# EXERCISE TASK 1
According to the text on Galois groups under specialization, what condition must the specialized polynomial $f(t_0,x)$ satisfy for the theorem to hold?

# DOCUMENT EXTRACT
— START —

$f(t,x)$ irreducible, unsolvable over $\mathbb Q(t)$ such that its specialization $f(t_0,t)$ over $\mathbb Q$ is inseparable and (un)solvable.

Question

The following theorem can be found in e.g. Lang or Van Der Waerden.

Let $f(t,x)\in\mathbb Q[t,x]$ be irreducible with Galois group $G$ over $\mathbb Q(t)$. If $t\to t_0\in\mathbb Q$ is a specialization such that $f(t_0,x)$ is separable, then the Galois group of $f(t_0,x)$ over $\mathbb Q$ is isomorphic to a subgroup of $G$.

When the assumption on separability of the specialized polynomial $f(t_0,x)$ is dropped, the theorem no longer holds; an explicit counterexample is provided in this answer.

The counterexample constructs a solvable polynomial such that its specialization is solvable, so my question is:

Can we construct an irreducible $f(t,x)$, unsolvable over $\mathbb Q(t)$, such that its rational specialization $f(t_0,x)$ is solvable?

Similarly, can we construct such $f(t,x)$, solvable over $\mathbb Q(t)$, such that its rational specialization is unsolvable over $\mathbb Q$?

— END —

# AVAILABLE RECORDS
— START —

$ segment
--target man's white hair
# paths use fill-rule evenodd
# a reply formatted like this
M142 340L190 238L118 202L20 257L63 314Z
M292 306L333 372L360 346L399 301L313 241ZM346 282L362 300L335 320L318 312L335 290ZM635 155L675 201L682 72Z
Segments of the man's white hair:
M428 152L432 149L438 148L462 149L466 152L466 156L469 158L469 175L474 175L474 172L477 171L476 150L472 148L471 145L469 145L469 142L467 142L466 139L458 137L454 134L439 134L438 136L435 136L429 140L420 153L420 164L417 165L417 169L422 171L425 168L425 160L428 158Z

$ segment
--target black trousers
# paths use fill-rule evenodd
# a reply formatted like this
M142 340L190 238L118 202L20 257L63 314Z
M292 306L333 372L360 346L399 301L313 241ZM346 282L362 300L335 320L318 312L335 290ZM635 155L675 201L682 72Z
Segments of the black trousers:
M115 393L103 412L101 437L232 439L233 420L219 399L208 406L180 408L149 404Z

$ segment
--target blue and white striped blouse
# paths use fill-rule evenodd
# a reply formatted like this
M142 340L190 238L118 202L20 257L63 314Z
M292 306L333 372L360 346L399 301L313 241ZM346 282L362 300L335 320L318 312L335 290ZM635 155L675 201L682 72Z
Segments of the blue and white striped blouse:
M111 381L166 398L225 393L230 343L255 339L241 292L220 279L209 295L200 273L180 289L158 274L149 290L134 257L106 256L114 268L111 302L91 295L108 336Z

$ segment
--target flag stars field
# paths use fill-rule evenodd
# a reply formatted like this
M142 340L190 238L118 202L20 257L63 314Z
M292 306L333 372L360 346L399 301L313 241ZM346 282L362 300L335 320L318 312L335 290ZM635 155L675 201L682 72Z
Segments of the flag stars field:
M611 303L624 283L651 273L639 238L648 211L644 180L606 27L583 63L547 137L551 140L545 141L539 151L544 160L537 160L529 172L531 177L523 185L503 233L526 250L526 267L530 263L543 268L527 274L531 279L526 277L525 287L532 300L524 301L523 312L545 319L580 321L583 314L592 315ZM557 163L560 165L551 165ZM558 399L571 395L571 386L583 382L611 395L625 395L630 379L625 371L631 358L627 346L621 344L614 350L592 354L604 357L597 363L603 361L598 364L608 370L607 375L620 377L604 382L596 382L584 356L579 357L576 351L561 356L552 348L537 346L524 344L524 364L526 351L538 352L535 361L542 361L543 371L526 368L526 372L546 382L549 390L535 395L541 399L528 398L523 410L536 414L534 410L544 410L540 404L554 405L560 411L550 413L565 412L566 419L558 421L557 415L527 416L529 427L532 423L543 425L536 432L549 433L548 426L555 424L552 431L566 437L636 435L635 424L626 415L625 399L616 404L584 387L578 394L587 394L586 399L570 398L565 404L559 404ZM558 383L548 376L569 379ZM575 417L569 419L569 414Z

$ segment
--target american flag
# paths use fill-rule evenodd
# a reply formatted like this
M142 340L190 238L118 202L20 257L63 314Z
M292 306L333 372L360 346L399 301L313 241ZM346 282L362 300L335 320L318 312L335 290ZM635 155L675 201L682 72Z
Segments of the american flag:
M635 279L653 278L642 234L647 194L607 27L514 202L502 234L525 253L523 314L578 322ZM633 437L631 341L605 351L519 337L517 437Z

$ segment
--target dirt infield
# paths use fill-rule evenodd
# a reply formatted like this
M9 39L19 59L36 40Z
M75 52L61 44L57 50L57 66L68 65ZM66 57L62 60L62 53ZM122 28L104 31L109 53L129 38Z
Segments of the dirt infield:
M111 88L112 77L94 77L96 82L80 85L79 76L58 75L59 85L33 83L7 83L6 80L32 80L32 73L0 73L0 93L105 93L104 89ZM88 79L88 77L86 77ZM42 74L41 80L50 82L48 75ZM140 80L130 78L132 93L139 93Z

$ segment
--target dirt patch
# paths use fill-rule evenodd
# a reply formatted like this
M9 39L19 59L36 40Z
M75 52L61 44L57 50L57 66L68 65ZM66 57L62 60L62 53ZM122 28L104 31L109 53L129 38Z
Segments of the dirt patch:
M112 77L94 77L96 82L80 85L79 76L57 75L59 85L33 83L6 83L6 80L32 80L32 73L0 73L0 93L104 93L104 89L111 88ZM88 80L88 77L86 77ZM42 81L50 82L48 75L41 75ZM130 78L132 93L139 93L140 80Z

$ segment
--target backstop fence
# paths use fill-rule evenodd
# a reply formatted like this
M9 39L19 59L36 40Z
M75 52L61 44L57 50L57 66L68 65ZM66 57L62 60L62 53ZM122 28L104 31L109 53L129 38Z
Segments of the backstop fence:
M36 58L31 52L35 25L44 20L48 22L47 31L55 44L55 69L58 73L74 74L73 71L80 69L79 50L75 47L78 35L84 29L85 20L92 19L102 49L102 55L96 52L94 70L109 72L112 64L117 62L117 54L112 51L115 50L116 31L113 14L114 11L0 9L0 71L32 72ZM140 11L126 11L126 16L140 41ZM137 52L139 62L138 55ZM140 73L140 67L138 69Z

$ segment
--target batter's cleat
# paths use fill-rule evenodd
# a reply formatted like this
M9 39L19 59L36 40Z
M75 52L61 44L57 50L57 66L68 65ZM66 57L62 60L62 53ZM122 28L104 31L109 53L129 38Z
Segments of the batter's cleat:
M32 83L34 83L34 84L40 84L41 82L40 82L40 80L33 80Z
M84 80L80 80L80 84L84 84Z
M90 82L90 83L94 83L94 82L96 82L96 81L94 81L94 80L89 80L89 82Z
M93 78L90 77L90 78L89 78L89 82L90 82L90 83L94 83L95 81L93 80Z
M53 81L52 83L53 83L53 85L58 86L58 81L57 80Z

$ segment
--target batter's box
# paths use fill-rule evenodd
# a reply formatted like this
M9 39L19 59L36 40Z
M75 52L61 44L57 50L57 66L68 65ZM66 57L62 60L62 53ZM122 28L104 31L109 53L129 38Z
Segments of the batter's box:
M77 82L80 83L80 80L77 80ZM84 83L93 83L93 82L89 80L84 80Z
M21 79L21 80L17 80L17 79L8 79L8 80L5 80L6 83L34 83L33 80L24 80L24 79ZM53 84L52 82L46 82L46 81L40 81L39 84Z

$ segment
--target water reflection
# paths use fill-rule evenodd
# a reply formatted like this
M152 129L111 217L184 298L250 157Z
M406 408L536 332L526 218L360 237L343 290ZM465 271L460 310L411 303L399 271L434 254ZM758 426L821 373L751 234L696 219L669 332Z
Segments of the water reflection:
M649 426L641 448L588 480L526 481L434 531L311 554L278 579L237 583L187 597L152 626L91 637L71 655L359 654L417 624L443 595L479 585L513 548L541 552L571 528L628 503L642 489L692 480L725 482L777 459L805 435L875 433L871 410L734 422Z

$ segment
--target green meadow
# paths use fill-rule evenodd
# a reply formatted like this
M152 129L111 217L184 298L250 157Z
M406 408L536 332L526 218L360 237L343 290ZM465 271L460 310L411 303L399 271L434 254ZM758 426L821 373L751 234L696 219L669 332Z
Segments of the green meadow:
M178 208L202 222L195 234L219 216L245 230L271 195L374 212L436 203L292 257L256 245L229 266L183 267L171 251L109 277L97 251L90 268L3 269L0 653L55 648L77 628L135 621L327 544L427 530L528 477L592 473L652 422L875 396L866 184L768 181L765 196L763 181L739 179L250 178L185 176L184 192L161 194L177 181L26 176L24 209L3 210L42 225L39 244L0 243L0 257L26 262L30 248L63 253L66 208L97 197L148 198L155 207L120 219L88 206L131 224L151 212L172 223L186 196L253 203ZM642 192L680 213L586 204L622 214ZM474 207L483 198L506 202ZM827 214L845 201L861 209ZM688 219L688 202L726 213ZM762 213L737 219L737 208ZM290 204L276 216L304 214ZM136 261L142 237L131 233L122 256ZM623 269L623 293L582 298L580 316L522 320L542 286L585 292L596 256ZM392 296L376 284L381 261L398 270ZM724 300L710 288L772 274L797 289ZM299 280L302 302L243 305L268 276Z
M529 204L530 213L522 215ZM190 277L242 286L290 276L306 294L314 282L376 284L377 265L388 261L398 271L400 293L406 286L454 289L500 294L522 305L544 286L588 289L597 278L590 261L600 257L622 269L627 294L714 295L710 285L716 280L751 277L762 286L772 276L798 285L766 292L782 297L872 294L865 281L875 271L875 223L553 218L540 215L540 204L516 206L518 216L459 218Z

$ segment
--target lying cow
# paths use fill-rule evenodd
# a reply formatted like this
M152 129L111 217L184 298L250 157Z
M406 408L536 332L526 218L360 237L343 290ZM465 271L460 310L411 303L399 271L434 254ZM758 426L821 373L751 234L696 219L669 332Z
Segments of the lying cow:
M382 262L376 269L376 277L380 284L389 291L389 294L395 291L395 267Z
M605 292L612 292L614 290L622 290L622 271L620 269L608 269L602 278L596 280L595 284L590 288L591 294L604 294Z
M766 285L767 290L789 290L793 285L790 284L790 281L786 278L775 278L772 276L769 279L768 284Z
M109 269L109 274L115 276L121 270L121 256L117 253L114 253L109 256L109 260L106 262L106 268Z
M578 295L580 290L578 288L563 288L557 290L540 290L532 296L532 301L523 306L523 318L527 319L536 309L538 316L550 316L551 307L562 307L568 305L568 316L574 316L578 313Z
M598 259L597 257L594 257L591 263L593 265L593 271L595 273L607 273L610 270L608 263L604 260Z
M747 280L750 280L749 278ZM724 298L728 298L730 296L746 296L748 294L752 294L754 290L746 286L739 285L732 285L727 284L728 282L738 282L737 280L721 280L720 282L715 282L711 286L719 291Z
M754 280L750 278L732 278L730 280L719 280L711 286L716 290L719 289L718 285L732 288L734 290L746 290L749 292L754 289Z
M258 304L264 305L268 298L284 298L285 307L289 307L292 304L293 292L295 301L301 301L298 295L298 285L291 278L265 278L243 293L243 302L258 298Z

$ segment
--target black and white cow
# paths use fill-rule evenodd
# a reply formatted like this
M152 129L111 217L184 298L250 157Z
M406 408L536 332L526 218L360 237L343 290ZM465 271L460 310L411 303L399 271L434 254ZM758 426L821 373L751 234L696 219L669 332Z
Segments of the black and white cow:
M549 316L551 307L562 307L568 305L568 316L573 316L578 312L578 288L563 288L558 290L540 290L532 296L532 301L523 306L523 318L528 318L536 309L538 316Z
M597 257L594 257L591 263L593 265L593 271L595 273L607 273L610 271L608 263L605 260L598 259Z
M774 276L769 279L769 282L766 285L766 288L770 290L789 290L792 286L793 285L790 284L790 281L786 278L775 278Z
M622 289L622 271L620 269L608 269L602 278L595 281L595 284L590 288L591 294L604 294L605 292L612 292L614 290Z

— END —

# EXERCISE TASK 2
Print the lines of the listing exactly, starting with its first line and going on through the line with "Segments of the man's".

# WRITTEN ANSWER 1
It must be separable.

# WRITTEN ANSWER 2
$ segment
--target man's white hair
# paths use fill-rule evenodd
# a reply formatted like this
M142 340L190 238L118 202L20 257L63 314Z
M292 306L333 372L360 346L399 301L313 241ZM346 282L362 300L335 320L318 312L335 290ZM635 155L675 201L682 72Z
Segments of the man's white hair:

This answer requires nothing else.